[Stored data entries]

○ ○ ○

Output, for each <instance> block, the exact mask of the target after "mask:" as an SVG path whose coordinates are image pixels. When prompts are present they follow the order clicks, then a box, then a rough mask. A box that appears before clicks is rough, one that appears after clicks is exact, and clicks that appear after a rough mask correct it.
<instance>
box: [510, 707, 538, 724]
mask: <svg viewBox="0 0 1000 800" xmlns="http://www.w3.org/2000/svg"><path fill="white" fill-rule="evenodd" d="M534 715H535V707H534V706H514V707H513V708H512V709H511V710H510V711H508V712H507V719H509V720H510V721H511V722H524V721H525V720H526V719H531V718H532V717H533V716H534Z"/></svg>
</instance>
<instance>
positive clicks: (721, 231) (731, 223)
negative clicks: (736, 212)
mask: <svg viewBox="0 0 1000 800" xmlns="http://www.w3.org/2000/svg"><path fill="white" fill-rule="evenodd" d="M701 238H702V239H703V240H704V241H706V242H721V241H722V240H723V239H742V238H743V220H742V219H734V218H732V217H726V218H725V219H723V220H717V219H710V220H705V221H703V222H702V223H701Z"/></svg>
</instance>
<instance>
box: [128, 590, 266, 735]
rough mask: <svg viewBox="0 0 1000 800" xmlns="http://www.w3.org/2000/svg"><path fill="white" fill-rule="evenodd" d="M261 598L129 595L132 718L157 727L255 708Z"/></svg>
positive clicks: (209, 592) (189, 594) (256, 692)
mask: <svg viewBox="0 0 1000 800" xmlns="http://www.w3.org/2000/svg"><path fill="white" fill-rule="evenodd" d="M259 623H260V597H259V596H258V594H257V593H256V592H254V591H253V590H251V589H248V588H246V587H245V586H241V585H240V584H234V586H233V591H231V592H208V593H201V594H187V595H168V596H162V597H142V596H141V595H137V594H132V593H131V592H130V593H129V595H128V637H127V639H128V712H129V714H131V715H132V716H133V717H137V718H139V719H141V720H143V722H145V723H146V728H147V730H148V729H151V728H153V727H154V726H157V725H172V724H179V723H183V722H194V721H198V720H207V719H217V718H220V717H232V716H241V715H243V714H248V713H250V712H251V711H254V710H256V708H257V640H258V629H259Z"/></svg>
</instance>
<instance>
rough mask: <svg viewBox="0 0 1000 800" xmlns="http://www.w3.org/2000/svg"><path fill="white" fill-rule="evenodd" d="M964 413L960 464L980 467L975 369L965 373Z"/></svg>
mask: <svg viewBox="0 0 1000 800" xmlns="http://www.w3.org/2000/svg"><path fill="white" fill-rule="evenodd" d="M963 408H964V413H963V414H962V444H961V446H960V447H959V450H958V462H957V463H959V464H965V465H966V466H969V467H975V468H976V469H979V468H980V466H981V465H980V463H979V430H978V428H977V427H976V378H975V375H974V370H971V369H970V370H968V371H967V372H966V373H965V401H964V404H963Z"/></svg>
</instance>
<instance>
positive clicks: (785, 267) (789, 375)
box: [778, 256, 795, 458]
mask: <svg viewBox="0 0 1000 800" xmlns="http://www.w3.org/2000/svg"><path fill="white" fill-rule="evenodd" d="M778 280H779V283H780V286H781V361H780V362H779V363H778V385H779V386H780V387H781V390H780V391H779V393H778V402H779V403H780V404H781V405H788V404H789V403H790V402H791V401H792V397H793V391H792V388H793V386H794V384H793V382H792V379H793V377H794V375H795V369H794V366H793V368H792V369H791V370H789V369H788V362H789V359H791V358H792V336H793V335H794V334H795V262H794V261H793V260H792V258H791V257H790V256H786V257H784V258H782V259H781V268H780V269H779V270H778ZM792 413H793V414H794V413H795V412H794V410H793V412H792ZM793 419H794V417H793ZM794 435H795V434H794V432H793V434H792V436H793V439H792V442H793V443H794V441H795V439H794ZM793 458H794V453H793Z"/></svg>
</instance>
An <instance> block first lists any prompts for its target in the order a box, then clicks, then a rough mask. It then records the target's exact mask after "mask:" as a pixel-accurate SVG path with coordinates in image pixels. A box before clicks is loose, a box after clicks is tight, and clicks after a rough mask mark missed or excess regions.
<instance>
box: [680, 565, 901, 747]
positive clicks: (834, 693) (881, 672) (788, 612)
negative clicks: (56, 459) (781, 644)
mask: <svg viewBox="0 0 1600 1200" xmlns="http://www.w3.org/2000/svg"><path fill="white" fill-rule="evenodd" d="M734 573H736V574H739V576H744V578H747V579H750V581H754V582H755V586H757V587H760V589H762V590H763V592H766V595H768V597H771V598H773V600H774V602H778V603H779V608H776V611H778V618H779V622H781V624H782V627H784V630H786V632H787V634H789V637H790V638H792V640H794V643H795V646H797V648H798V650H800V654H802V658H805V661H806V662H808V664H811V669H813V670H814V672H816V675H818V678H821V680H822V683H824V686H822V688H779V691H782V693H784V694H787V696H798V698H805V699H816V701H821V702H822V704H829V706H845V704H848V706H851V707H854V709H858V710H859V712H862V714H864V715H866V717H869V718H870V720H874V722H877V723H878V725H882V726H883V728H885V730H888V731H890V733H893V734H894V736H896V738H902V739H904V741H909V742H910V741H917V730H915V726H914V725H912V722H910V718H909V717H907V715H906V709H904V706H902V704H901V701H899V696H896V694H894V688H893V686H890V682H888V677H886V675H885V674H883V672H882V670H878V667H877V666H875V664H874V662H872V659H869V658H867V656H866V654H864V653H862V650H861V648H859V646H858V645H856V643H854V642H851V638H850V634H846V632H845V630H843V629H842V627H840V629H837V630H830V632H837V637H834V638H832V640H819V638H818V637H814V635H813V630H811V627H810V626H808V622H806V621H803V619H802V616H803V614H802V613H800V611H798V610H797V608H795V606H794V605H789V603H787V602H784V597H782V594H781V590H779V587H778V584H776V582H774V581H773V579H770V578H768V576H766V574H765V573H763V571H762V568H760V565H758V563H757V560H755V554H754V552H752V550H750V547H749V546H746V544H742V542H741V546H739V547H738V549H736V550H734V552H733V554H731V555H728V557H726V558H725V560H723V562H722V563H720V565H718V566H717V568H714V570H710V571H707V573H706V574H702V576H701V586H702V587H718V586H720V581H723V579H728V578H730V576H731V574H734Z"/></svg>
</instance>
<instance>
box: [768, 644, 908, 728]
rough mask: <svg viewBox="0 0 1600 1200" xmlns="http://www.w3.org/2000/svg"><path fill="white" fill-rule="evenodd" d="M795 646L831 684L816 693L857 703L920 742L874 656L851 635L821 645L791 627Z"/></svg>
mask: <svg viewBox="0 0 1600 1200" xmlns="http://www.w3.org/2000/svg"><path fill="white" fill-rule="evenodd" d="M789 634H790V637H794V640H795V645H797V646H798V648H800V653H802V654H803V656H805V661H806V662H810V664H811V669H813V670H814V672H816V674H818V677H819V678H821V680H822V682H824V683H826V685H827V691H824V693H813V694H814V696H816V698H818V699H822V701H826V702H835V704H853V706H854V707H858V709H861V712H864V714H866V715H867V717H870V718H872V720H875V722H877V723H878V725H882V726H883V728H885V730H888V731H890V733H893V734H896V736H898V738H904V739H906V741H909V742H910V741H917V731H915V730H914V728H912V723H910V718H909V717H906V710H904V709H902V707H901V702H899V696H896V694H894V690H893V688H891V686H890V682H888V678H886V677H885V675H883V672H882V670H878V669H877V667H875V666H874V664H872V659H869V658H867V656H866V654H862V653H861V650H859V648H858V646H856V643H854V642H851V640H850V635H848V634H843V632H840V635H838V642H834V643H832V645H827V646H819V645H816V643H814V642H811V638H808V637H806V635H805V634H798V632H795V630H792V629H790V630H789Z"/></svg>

○ ○ ○

Exercise goal –
Please transcribe the records in full, keeping every word as it is.

Exercise answer –
Output, for each <instance> block, the exact mask of the target after "mask:" as an SVG path whose coordinates are image pixels. When prompts are present they follow the order clicks, then a box, then a rough mask. A box that appears before clicks is rough, one that appears after clicks is exact, and clicks that appear after a rough mask correct it.
<instance>
box: [510, 707, 538, 724]
mask: <svg viewBox="0 0 1000 800" xmlns="http://www.w3.org/2000/svg"><path fill="white" fill-rule="evenodd" d="M534 715H535V707H534V706H514V707H513V708H512V709H511V710H510V711H508V712H507V719H509V720H510V721H511V722H524V721H525V720H526V719H531V718H532V717H533V716H534Z"/></svg>
</instance>
<instance>
positive clicks: (721, 231) (731, 223)
negative clicks: (736, 212)
mask: <svg viewBox="0 0 1000 800" xmlns="http://www.w3.org/2000/svg"><path fill="white" fill-rule="evenodd" d="M701 238H702V239H703V240H704V241H706V242H721V241H722V240H723V239H742V238H743V220H742V219H734V218H732V217H726V218H725V219H723V220H717V219H710V220H705V221H703V222H702V223H701Z"/></svg>
</instance>
<instance>
box: [128, 590, 266, 735]
rough mask: <svg viewBox="0 0 1000 800" xmlns="http://www.w3.org/2000/svg"><path fill="white" fill-rule="evenodd" d="M261 598L129 595L132 718L157 727L255 708Z"/></svg>
positive clicks: (209, 592) (189, 594) (256, 692)
mask: <svg viewBox="0 0 1000 800" xmlns="http://www.w3.org/2000/svg"><path fill="white" fill-rule="evenodd" d="M259 623H260V597H259V596H258V594H257V593H256V592H254V591H253V590H251V589H248V588H246V587H245V586H241V585H240V584H234V586H233V591H231V592H208V593H201V594H187V595H168V596H162V597H142V596H141V595H137V594H132V593H131V592H130V593H129V595H128V637H127V639H128V712H129V714H131V715H132V716H133V717H137V718H139V719H141V720H143V722H145V723H146V728H147V730H148V729H151V728H153V727H154V726H157V725H172V724H179V723H183V722H194V721H198V720H207V719H217V718H220V717H232V716H241V715H243V714H248V713H250V712H251V711H254V710H256V708H257V640H258V629H259Z"/></svg>
</instance>
<instance>
rough mask: <svg viewBox="0 0 1000 800" xmlns="http://www.w3.org/2000/svg"><path fill="white" fill-rule="evenodd" d="M964 413L960 464L980 467L975 369L965 373Z"/></svg>
mask: <svg viewBox="0 0 1000 800" xmlns="http://www.w3.org/2000/svg"><path fill="white" fill-rule="evenodd" d="M963 408H964V413H963V414H962V444H961V446H960V447H959V450H958V462H957V463H959V464H965V465H966V466H969V467H975V468H976V469H979V468H980V466H981V465H980V463H979V430H978V428H977V427H976V378H975V375H974V370H971V369H970V370H968V371H967V372H966V373H965V401H964V404H963Z"/></svg>
</instance>
<instance>
positive clicks: (785, 267) (789, 375)
box: [778, 256, 795, 458]
mask: <svg viewBox="0 0 1000 800" xmlns="http://www.w3.org/2000/svg"><path fill="white" fill-rule="evenodd" d="M778 280H779V283H780V286H781V361H780V362H779V363H778V385H779V386H780V387H781V390H780V391H779V393H778V402H779V403H780V404H781V405H788V404H789V403H790V402H791V401H792V397H793V391H792V388H793V386H794V384H793V382H792V379H793V377H794V375H795V369H794V366H793V368H792V369H791V370H789V369H788V362H789V359H791V358H792V336H793V335H794V334H795V262H794V261H793V260H792V258H791V257H790V256H786V257H784V258H782V259H781V268H780V269H779V270H778ZM792 413H793V414H794V413H795V412H794V410H793V412H792ZM793 419H794V417H793ZM794 435H795V434H794V432H793V434H792V436H793V439H792V442H793V443H794V441H795V439H794ZM793 458H794V453H793Z"/></svg>
</instance>
An <instance> block first lists any prompts for its target in the order a box, then clicks, then a rough mask. It then records the target's exact mask after "mask:" as a pixel-accurate SVG path with coordinates in image pixels. A box before clicks is loose, a box after clicks is tight, and clicks after a rough mask mark missed or excess regions.
<instance>
box: [680, 565, 901, 747]
positive clicks: (834, 693) (881, 672) (788, 612)
negative clicks: (56, 459) (781, 644)
mask: <svg viewBox="0 0 1600 1200" xmlns="http://www.w3.org/2000/svg"><path fill="white" fill-rule="evenodd" d="M734 573H736V574H739V576H744V578H747V579H750V581H754V582H755V586H757V587H760V589H762V590H763V592H766V595H768V597H771V598H773V600H774V602H778V603H779V608H776V611H778V618H779V622H781V624H782V627H784V630H786V632H787V634H789V637H790V638H792V640H794V643H795V646H797V648H798V650H800V654H802V658H805V661H806V662H808V664H811V669H813V670H814V672H816V675H818V678H821V680H822V683H824V686H822V688H779V691H782V693H784V694H787V696H798V698H805V699H816V701H821V702H822V704H829V706H845V704H848V706H851V707H854V709H858V710H859V712H862V714H864V715H866V717H869V718H870V720H874V722H877V723H878V725H882V726H883V728H885V730H888V731H890V733H893V734H894V736H896V738H902V739H904V741H909V742H910V741H917V730H915V726H914V725H912V722H910V718H909V717H907V715H906V709H904V706H902V704H901V701H899V696H896V694H894V688H893V686H890V682H888V677H886V675H885V674H883V672H882V670H878V667H877V666H875V664H874V662H872V659H869V658H867V656H866V654H864V653H862V650H861V648H859V646H858V645H856V643H854V642H851V638H850V634H846V632H845V630H843V629H842V627H840V629H837V630H830V632H837V637H834V638H832V640H819V638H818V637H814V635H813V630H811V627H810V626H808V622H806V621H803V619H802V616H803V614H802V613H800V611H798V610H797V608H795V606H794V605H789V603H787V602H784V597H782V594H781V590H779V587H778V584H776V582H774V581H773V579H770V578H768V576H766V574H765V573H763V571H762V568H760V565H758V563H757V560H755V554H754V552H752V550H750V547H749V546H746V544H742V542H741V546H739V547H738V549H736V550H734V552H733V554H731V555H728V557H726V558H725V560H723V562H722V563H720V565H718V566H717V568H714V570H710V571H707V573H706V574H702V576H701V586H702V587H718V586H720V581H723V579H728V578H730V576H731V574H734Z"/></svg>
</instance>
<instance>
box: [768, 644, 908, 728]
rough mask: <svg viewBox="0 0 1600 1200" xmlns="http://www.w3.org/2000/svg"><path fill="white" fill-rule="evenodd" d="M795 646L831 684L816 693L857 703L920 742L874 656L851 635L821 645L791 627Z"/></svg>
mask: <svg viewBox="0 0 1600 1200" xmlns="http://www.w3.org/2000/svg"><path fill="white" fill-rule="evenodd" d="M789 634H790V637H794V640H795V645H797V646H798V648H800V653H802V654H803V656H805V661H806V662H810V664H811V669H813V670H814V672H816V674H818V677H819V678H821V680H822V682H824V683H826V685H827V691H824V693H813V694H814V696H816V698H818V699H822V701H826V702H835V704H853V706H854V707H858V709H861V712H864V714H866V715H867V717H870V718H872V720H875V722H877V723H878V725H882V726H883V728H885V730H888V731H890V733H893V734H896V736H898V738H904V739H906V741H909V742H910V741H917V731H915V730H914V728H912V723H910V718H909V717H906V710H904V709H902V707H901V702H899V696H896V694H894V690H893V688H891V686H890V682H888V678H886V677H885V675H883V672H882V670H878V669H877V667H875V666H874V664H872V659H869V658H867V656H866V654H862V653H861V650H859V648H858V646H856V643H854V642H851V640H850V635H848V634H843V632H840V635H838V642H834V643H832V645H827V646H819V645H816V643H814V642H811V638H808V637H806V635H805V634H798V632H795V630H792V629H790V630H789Z"/></svg>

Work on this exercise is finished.